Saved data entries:
────

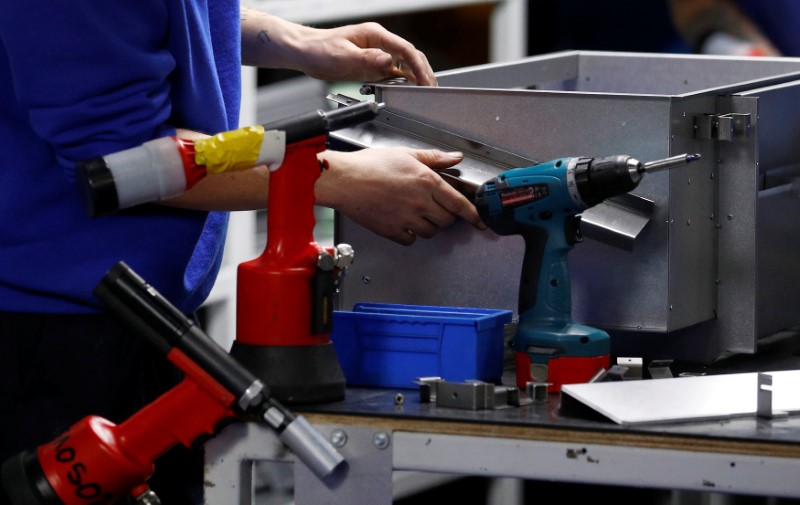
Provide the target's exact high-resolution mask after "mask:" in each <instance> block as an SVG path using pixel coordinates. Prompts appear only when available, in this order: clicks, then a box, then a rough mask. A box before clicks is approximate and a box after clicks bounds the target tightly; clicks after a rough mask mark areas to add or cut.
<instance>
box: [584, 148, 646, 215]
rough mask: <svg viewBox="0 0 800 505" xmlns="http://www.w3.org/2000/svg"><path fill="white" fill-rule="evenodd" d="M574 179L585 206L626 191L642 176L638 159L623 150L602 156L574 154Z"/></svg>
mask: <svg viewBox="0 0 800 505" xmlns="http://www.w3.org/2000/svg"><path fill="white" fill-rule="evenodd" d="M574 163H575V183H576V185H577V187H578V193H579V194H580V196H581V199H582V200H583V202H584V203H585V204H586V206H587V207H593V206H595V205H597V204H598V203H600V202H602V201H603V200H605V199H607V198H610V197H612V196H618V195H621V194H623V193H627V192H629V191H631V190H633V189H635V188H636V186H638V185H639V183H640V182H641V180H642V163H641V162H640V161H639V160H637V159H634V158H632V157H630V156H626V155H623V154H620V155H616V156H608V157H606V158H583V157H581V158H574Z"/></svg>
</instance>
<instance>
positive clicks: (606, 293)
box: [337, 52, 800, 360]
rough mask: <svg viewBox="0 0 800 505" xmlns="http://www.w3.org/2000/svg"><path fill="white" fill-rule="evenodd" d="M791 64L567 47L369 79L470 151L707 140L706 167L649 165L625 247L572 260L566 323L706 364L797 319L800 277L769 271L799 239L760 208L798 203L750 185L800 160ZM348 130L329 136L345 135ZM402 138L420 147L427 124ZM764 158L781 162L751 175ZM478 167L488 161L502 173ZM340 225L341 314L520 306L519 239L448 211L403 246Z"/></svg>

────

Present every line of the entries above as a numbered list, omitting blank lines and the pictures.

### Final answer
1. Provide the target's exact high-resolution mask after "mask:" in each <instance> block as an SVG path using pixel coordinates. Prompts appear only when available, in this order: clicks, then a box, then a rough mask. A box before clicks is approximate and a box after clicks bounds the target tightly; clicks after a rough mask mark areas to add or cut.
2. <instance>
3. box: [584, 148, 646, 215]
4. rough mask: <svg viewBox="0 0 800 505" xmlns="http://www.w3.org/2000/svg"><path fill="white" fill-rule="evenodd" d="M574 179L585 206L626 191L642 176L638 159L623 150L602 156L574 154Z"/></svg>
5. mask: <svg viewBox="0 0 800 505" xmlns="http://www.w3.org/2000/svg"><path fill="white" fill-rule="evenodd" d="M574 163H575V183H576V185H577V187H578V193H579V194H580V196H581V199H582V200H583V202H584V203H585V204H586V206H587V207H593V206H595V205H597V204H598V203H600V202H602V201H603V200H605V199H607V198H610V197H612V196H618V195H621V194H623V193H627V192H629V191H631V190H633V189H635V188H636V186H638V185H639V183H640V182H641V180H642V163H641V162H640V161H639V160H637V159H634V158H632V157H630V156H626V155H623V154H620V155H616V156H608V157H606V158H583V157H581V158H574Z"/></svg>
6. </instance>
7. <instance>
8. positive clicks: (606, 293)
9. box: [337, 52, 800, 360]
10. rough mask: <svg viewBox="0 0 800 505" xmlns="http://www.w3.org/2000/svg"><path fill="white" fill-rule="evenodd" d="M791 64L567 47L369 79L470 151L707 140L706 167L649 165L625 247L572 260L566 323L706 364L797 319L800 277L769 271L799 239L760 208L798 203L750 185L800 160ZM348 130L329 136L345 135ZM402 138L420 147L427 124ZM764 158L781 162L751 175ZM478 167L488 161L502 173ZM340 225L341 314L520 306L519 239L448 211L403 246Z"/></svg>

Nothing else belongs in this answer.